** QUOTED PASSAGE follows **

I would like to connect both the constant changes and fluidness of the identities to the notions of technology I described. Identity has obvious technological aspects. Paraphrasing RuPaul, you could say, “We’re all born naked and the rest is tech,” and even this notion is crumbling in the face of an emerging repro-colonial move of our species to reproduce ourselves technologically. Makeup is a technology. My clothes are a technology within identity production. We repeat and reproduce this kind of technology every day. So, gender transformation by or as technology is also nothing to simply hope for. There’s no simple solution for that. On the street, normative binary gender and normative sexuality are very real and essential; as with technology, they serve a certain systemic function. I think to complicate the constellations of gendered bodies towards one another there is potential for liberation against a society that drives on efficiency and seamless exchange. To complicate gender is to extract it from its affirmative function. Everybody should be able to be their own gender, genus, order, or family.
In a way, it’s about dismantling stats quo divisions…
Yes. As much as ascriptions of certain character traits describe the colonial political economy, as in what is “black” and what is “white.” These divisions are societal constructions and it is tempting to render them as fictional. But unfortunately, they have gathered so much material, so many habits and conventions, rules and laws, that they seem to have become real over time. People who believe in them make them real and produce them as real. But they do not have to remain real. The potential of a society in which there is no such essential ascription towards male and female and towards black and white is always there within the established and common real. I think a lot of people work hard to excavate that potential and I want to be one of them. I want to contribute to the process by building bodies that seem to be fictional at first, but they also accumulate material, habits, and conventions over time, so that they produce another real against the real.

** End of QUOTED PASSAGE **
** DATA PROVIDED follows **

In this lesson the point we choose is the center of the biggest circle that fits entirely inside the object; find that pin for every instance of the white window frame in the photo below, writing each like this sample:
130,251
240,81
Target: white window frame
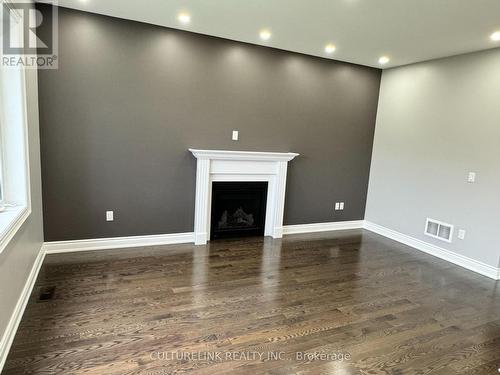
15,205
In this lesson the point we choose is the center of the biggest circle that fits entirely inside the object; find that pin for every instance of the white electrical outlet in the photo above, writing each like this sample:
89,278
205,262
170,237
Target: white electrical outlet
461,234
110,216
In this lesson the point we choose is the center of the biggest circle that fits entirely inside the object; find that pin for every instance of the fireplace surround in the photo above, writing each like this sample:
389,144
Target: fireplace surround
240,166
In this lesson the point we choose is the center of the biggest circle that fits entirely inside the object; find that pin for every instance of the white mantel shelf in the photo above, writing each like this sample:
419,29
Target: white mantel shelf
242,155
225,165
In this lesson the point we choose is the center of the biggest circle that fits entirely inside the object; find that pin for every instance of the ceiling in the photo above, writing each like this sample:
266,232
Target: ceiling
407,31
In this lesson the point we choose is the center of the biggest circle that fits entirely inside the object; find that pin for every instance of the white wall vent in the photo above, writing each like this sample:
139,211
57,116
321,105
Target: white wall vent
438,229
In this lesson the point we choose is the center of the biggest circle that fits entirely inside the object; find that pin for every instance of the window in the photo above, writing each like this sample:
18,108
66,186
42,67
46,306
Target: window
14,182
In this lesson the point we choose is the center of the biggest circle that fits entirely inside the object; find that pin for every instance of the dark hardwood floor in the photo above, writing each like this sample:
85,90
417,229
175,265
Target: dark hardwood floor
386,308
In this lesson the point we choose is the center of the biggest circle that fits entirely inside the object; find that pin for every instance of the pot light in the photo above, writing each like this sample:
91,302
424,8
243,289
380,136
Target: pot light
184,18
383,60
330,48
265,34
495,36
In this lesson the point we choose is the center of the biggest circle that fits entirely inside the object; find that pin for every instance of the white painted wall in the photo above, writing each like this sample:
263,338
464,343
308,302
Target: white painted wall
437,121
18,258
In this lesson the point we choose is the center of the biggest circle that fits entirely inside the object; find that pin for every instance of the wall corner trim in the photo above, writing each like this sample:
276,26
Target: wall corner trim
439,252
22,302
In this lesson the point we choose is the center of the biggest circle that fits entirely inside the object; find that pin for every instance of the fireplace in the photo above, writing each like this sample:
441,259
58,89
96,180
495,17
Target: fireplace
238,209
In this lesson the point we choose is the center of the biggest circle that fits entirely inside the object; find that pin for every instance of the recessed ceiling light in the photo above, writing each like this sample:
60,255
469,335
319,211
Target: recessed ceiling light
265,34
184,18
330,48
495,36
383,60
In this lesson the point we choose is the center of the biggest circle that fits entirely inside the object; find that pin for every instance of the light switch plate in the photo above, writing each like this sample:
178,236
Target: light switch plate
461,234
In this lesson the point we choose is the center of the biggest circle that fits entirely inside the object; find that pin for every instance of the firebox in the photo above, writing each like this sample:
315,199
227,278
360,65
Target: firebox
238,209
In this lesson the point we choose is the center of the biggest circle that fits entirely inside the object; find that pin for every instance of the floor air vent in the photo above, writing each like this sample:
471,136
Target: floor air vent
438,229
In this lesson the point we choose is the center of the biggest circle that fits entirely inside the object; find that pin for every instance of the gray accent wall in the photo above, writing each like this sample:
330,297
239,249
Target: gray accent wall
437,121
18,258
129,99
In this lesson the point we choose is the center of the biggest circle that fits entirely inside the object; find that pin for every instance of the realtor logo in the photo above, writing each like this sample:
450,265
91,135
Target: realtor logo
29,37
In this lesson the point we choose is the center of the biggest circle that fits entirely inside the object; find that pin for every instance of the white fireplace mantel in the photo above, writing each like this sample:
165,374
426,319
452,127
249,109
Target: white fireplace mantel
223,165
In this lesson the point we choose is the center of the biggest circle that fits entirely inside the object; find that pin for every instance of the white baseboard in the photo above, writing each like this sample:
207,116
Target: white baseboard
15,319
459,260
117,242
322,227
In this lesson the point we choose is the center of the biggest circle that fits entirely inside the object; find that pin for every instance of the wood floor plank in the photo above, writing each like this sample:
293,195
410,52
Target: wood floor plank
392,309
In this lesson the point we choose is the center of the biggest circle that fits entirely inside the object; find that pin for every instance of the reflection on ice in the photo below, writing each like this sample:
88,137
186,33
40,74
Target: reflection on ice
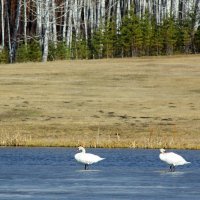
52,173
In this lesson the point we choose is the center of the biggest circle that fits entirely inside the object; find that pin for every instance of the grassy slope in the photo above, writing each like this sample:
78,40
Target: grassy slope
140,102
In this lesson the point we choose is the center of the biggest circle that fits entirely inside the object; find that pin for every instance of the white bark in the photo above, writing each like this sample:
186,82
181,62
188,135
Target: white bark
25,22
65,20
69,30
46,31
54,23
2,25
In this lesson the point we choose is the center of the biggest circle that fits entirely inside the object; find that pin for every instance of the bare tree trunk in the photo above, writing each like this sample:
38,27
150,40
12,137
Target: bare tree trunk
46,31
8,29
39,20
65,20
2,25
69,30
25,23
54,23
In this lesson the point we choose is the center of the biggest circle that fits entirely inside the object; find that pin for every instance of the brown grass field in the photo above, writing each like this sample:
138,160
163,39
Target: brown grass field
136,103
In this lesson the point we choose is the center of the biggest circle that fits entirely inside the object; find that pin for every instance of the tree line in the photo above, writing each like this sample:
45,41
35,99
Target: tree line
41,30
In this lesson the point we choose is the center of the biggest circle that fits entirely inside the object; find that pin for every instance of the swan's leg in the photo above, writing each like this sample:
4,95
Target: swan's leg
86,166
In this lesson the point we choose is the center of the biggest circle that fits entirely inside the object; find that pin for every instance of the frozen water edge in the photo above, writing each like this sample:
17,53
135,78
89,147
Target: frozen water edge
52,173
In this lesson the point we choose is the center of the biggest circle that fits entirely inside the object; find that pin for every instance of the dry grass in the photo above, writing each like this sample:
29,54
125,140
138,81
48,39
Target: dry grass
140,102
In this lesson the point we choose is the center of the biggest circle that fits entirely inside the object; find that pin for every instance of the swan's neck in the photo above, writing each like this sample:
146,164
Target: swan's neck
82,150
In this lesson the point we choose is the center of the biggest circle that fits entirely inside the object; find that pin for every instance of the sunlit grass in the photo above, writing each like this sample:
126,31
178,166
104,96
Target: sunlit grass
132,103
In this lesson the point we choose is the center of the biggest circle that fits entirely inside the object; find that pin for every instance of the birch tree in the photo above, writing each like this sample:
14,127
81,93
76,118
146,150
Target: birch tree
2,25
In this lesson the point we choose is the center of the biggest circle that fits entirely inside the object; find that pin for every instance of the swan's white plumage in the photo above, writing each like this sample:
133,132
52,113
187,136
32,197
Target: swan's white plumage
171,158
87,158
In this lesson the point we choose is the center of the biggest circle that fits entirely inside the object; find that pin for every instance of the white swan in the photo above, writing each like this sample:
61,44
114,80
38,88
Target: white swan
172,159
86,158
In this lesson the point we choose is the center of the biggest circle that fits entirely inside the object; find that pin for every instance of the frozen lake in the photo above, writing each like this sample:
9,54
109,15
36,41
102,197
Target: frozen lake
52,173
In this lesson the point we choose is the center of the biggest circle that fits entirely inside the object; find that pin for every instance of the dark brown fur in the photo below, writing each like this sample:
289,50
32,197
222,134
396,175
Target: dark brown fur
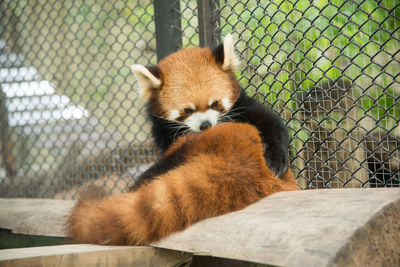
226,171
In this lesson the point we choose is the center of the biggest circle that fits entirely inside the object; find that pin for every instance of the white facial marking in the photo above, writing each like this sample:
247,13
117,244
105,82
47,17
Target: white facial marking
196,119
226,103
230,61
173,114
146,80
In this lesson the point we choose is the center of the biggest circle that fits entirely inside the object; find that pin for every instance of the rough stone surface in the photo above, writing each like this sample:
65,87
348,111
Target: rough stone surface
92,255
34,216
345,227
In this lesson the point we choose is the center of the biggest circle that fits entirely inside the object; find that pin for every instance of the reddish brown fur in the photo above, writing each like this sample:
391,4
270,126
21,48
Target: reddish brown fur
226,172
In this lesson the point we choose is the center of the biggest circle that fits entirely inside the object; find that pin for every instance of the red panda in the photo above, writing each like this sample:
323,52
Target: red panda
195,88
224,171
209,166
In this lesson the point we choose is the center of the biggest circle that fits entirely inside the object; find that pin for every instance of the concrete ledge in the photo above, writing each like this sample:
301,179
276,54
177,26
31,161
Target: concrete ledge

** End of DATA PROVIDED **

YOUR OBJECTIVE:
Carry on the interview text about gender, identity, and technology from the point where it stops, keeping the speaker's voice. The records play no part in what follows.

EXERCISE RESULT:
Like prosthetics, our smart phones and computers are colloquially described as extensions of our bodies. All of these elements appear throughout your projects. How do these prosthetics function for you?
From the moment Protektorama crystallized in 2011, she questioned whether prosthetics really work this way around. You are assuming that the phone is your prosthesis. Have you ever thought that maybe you are the prosthesis of the phone? That you are the prosthesis of what’s embodied in the phone, and what’s embodied in the phone exists because capitalist principles are embodied in it? This returns again to the concept of fetishism. It’s like a complete reversal of the human towards the object. You could easily say that we have become objects among other objects, which are circulated by a certain principle, and that principle is in itself not human. The relationship is based on a set of abstractions. It’s a set of digits and digits can be traded and there can be a derivative of each digit. Considering ourselves as human bodies in control of a prosthesis is totally constructed. This is where the witch injects and says, “You’re the fleshy prosthesis of the political economy that is embodied in your phone.” That might sound complicated, I admit, but that’s what’s at stake. Thinking through what is happening is constantly reengineering these preconditioned thoughts. For this, I need to be a witch, someone who reverts notions of the rational and the absurd, the ritual and the magical, of disembodiment or prosthesis, and everything related to healing the body.